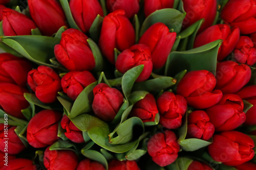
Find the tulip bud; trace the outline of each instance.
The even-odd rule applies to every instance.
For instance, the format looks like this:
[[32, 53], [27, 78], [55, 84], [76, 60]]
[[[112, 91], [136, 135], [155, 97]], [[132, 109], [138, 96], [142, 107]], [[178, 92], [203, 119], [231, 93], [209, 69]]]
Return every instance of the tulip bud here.
[[176, 39], [176, 33], [169, 32], [161, 22], [151, 26], [142, 35], [139, 43], [148, 46], [152, 56], [153, 69], [159, 69], [165, 63]]
[[237, 166], [253, 157], [254, 143], [248, 135], [237, 131], [214, 135], [214, 142], [208, 147], [212, 159], [228, 166]]
[[70, 150], [49, 150], [45, 151], [44, 164], [47, 169], [75, 170], [78, 164], [77, 155]]
[[160, 113], [160, 123], [165, 128], [177, 129], [181, 126], [181, 119], [187, 110], [187, 102], [180, 95], [165, 92], [157, 100]]
[[40, 65], [28, 74], [28, 84], [42, 102], [50, 103], [56, 100], [58, 91], [61, 89], [60, 79], [51, 68]]
[[134, 45], [119, 54], [116, 60], [116, 67], [120, 72], [124, 73], [141, 64], [144, 65], [143, 69], [136, 79], [136, 82], [147, 80], [152, 72], [153, 64], [150, 49], [143, 44]]
[[239, 40], [239, 29], [234, 27], [231, 29], [227, 24], [218, 24], [211, 26], [200, 34], [195, 39], [194, 48], [221, 39], [223, 40], [219, 48], [218, 61], [223, 60], [232, 52]]
[[114, 49], [123, 51], [135, 42], [135, 32], [123, 10], [115, 10], [103, 20], [99, 46], [103, 55], [115, 64]]
[[84, 33], [89, 31], [98, 14], [104, 15], [98, 0], [71, 0], [69, 5], [74, 20]]
[[56, 0], [28, 0], [30, 16], [43, 35], [50, 36], [67, 26], [61, 7]]
[[106, 0], [106, 7], [110, 12], [122, 9], [129, 19], [138, 13], [140, 9], [139, 0]]
[[84, 142], [82, 137], [82, 132], [77, 128], [70, 119], [65, 115], [60, 122], [61, 128], [66, 129], [65, 136], [72, 141], [75, 143], [83, 143]]
[[59, 138], [58, 124], [61, 114], [52, 110], [42, 110], [33, 117], [28, 125], [27, 139], [34, 148], [46, 147], [53, 144]]
[[161, 166], [174, 162], [180, 151], [180, 145], [177, 141], [175, 134], [170, 130], [152, 136], [147, 142], [147, 152], [153, 161]]
[[112, 120], [123, 103], [122, 93], [107, 84], [100, 83], [93, 89], [92, 108], [94, 113], [104, 121]]
[[131, 111], [132, 116], [140, 118], [143, 122], [155, 122], [156, 114], [158, 113], [155, 97], [148, 93], [145, 98], [137, 102]]
[[220, 90], [213, 89], [216, 84], [214, 75], [207, 70], [188, 72], [177, 86], [177, 93], [185, 97], [188, 105], [205, 109], [217, 104], [222, 98]]
[[64, 92], [75, 101], [84, 88], [96, 81], [91, 72], [84, 70], [69, 72], [62, 78], [61, 82]]
[[216, 88], [223, 93], [236, 93], [247, 84], [251, 75], [251, 69], [247, 65], [239, 65], [232, 61], [219, 62], [216, 70]]
[[95, 60], [87, 37], [81, 31], [69, 29], [61, 34], [59, 44], [54, 46], [58, 61], [70, 71], [91, 70], [95, 66]]
[[212, 136], [215, 128], [206, 113], [202, 110], [193, 112], [187, 117], [187, 138], [208, 140]]
[[147, 17], [151, 13], [164, 8], [173, 8], [174, 0], [145, 0], [144, 13]]
[[7, 113], [18, 118], [25, 118], [21, 110], [29, 104], [24, 96], [29, 91], [9, 83], [0, 82], [0, 106]]

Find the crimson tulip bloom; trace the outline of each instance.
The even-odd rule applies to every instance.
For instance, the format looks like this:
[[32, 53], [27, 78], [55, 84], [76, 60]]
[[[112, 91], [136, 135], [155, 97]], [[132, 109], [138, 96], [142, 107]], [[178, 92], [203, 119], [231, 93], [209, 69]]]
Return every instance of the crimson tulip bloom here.
[[64, 12], [58, 1], [28, 0], [28, 5], [30, 16], [43, 35], [51, 36], [61, 27], [67, 26]]
[[103, 55], [115, 64], [114, 49], [123, 51], [135, 42], [135, 32], [123, 10], [109, 13], [103, 20], [99, 46]]
[[176, 33], [171, 33], [161, 22], [151, 26], [142, 35], [139, 43], [148, 46], [151, 50], [153, 69], [162, 67], [170, 53], [176, 39]]
[[45, 103], [56, 101], [58, 91], [61, 89], [58, 75], [52, 68], [44, 65], [40, 65], [37, 69], [29, 72], [28, 84], [35, 92], [36, 97]]
[[123, 103], [122, 93], [107, 84], [100, 83], [93, 89], [92, 108], [94, 113], [104, 121], [111, 121]]
[[157, 100], [160, 113], [160, 123], [168, 129], [177, 129], [181, 126], [181, 119], [187, 110], [187, 102], [180, 95], [165, 92]]
[[88, 32], [98, 14], [103, 16], [103, 10], [98, 0], [71, 0], [70, 10], [74, 20], [83, 32]]
[[185, 97], [188, 105], [205, 109], [217, 104], [222, 98], [220, 90], [213, 90], [216, 84], [214, 75], [207, 70], [192, 71], [178, 83], [177, 93]]
[[143, 64], [142, 72], [136, 79], [136, 82], [147, 80], [151, 75], [153, 64], [150, 48], [145, 44], [132, 46], [119, 54], [116, 62], [116, 69], [122, 73], [138, 65]]
[[211, 158], [228, 166], [237, 166], [253, 157], [254, 143], [248, 135], [237, 131], [214, 135], [214, 142], [208, 147]]
[[247, 65], [239, 65], [232, 61], [219, 62], [216, 88], [223, 93], [234, 93], [247, 84], [251, 76], [251, 69]]
[[53, 144], [59, 137], [58, 124], [60, 113], [52, 110], [42, 110], [33, 117], [28, 125], [27, 139], [29, 144], [39, 148]]
[[239, 28], [234, 27], [231, 29], [227, 24], [217, 24], [211, 26], [200, 34], [195, 39], [194, 48], [205, 45], [215, 40], [223, 40], [218, 53], [218, 61], [223, 60], [232, 52], [239, 40]]
[[68, 72], [62, 78], [61, 83], [64, 92], [75, 101], [84, 88], [96, 81], [91, 72], [84, 70]]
* * * * * * * * *
Rescale the material above from the line with "Find the crimson" through the line with "76], [251, 69]]", both included, reproducing only those lines: keep the requests and their format samples as they are, and multiply every polygon coordinate in the answers by 2.5, rounding each to a whole number with halves rounded up.

Find the crimson tulip bloom; trace the outline of each instance.
The even-odd rule applies to every instance.
For instance, the format looks like this:
[[32, 53], [27, 78], [55, 84], [76, 60]]
[[[112, 91], [136, 135], [155, 97]], [[132, 109], [138, 96], [142, 107]], [[178, 92], [203, 119], [231, 93], [209, 69]]]
Return every instance of the crimson tulip bloom here.
[[160, 30], [145, 3], [70, 0], [70, 13], [75, 40], [108, 88], [128, 90], [153, 68], [168, 65]]
[[258, 138], [288, 160], [285, 123], [308, 128], [338, 105], [338, 80], [308, 25], [273, 33], [258, 50], [248, 115]]
[[440, 83], [428, 83], [403, 55], [378, 65], [355, 88], [348, 108], [370, 115], [378, 125], [383, 173], [405, 168], [425, 133], [440, 98]]
[[113, 258], [140, 253], [145, 228], [153, 223], [145, 188], [130, 170], [110, 163], [100, 163], [93, 173], [73, 180], [70, 210], [88, 230], [90, 243]]
[[308, 258], [305, 233], [268, 210], [250, 208], [233, 223], [230, 270], [235, 283], [260, 303], [278, 303]]
[[393, 250], [400, 283], [400, 308], [420, 323], [443, 323], [453, 315], [453, 298], [468, 275], [468, 255], [450, 238], [413, 230]]
[[220, 80], [245, 35], [258, 40], [258, 25], [245, 0], [178, 0], [175, 25], [185, 50], [208, 80]]
[[463, 243], [470, 263], [513, 273], [543, 260], [555, 245], [550, 225], [533, 225], [540, 210], [535, 188], [518, 175], [480, 178], [445, 208], [443, 233]]
[[358, 160], [355, 180], [340, 198], [340, 205], [368, 200], [378, 188], [383, 160], [375, 120], [363, 110], [330, 115], [298, 135], [290, 155], [290, 173], [305, 183], [345, 163]]
[[528, 395], [570, 415], [593, 415], [633, 393], [635, 358], [620, 338], [593, 328], [535, 338], [535, 355], [520, 368]]
[[618, 163], [598, 163], [580, 153], [548, 155], [540, 220], [558, 233], [585, 233], [618, 210], [628, 190], [628, 173]]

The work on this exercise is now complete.